::: DATA FOR ANALYSIS :::
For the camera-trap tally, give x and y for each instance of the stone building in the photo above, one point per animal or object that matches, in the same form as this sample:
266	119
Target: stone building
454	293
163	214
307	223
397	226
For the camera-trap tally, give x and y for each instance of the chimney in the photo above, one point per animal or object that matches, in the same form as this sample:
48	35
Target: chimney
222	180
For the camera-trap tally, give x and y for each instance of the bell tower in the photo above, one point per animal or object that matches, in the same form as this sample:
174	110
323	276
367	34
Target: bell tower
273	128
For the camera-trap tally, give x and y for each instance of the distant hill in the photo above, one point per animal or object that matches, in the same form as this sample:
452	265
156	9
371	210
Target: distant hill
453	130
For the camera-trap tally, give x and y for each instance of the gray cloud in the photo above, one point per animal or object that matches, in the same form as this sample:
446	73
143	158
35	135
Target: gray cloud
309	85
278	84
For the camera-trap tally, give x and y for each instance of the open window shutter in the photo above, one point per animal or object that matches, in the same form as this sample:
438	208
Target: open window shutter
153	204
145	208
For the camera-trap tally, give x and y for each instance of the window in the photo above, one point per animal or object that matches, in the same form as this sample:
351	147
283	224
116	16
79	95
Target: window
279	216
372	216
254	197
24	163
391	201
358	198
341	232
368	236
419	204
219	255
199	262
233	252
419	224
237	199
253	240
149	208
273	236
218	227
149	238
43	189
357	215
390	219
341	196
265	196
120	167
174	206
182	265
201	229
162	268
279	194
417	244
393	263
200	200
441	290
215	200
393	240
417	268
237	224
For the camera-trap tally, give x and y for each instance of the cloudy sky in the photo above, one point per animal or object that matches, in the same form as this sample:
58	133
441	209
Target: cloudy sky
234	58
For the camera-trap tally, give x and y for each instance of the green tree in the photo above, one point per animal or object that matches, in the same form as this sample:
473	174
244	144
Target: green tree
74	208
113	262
:::
::: DATA FOR ANALYSIS :::
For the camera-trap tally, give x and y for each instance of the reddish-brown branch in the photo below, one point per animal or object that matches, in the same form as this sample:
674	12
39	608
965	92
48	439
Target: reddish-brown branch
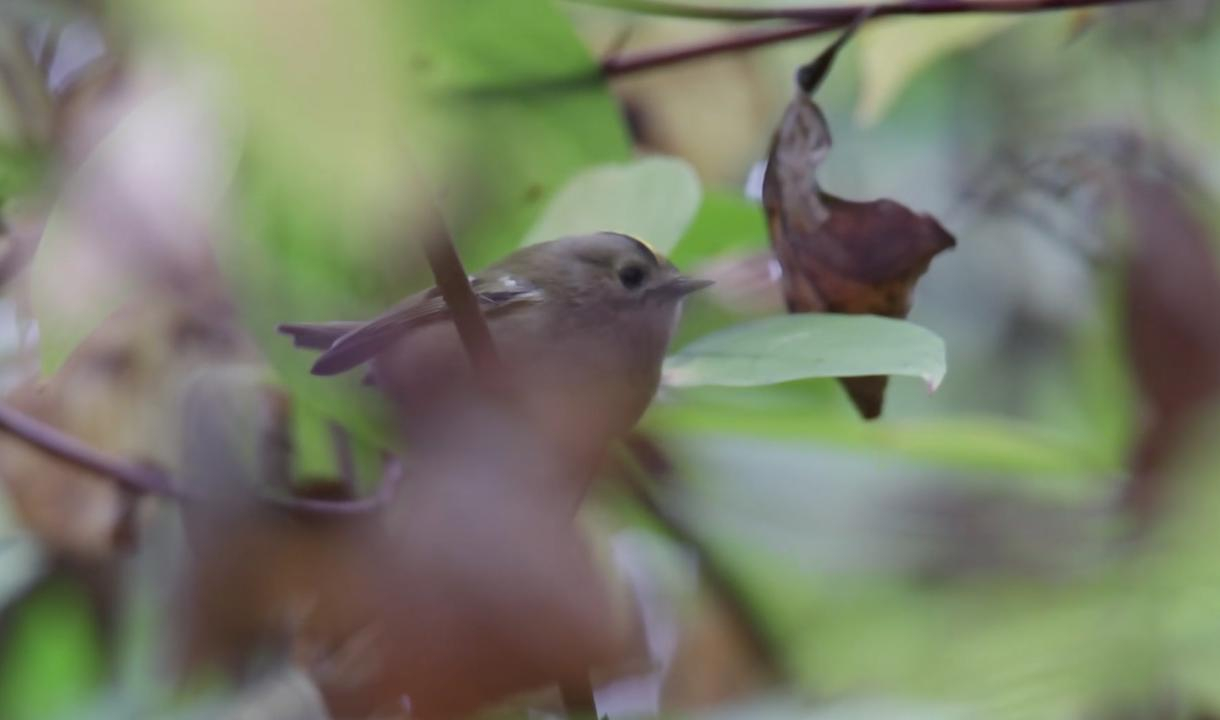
:::
-- TO DO --
All lines above with "brown" in them should be returned.

-- TASK OUTPUT --
For the camera-trap tally, give x and y for each instance of the reddish-brown branch in the photo below, one point per animal or object that matches, in the same form as this sample:
Target: reddish-brown branch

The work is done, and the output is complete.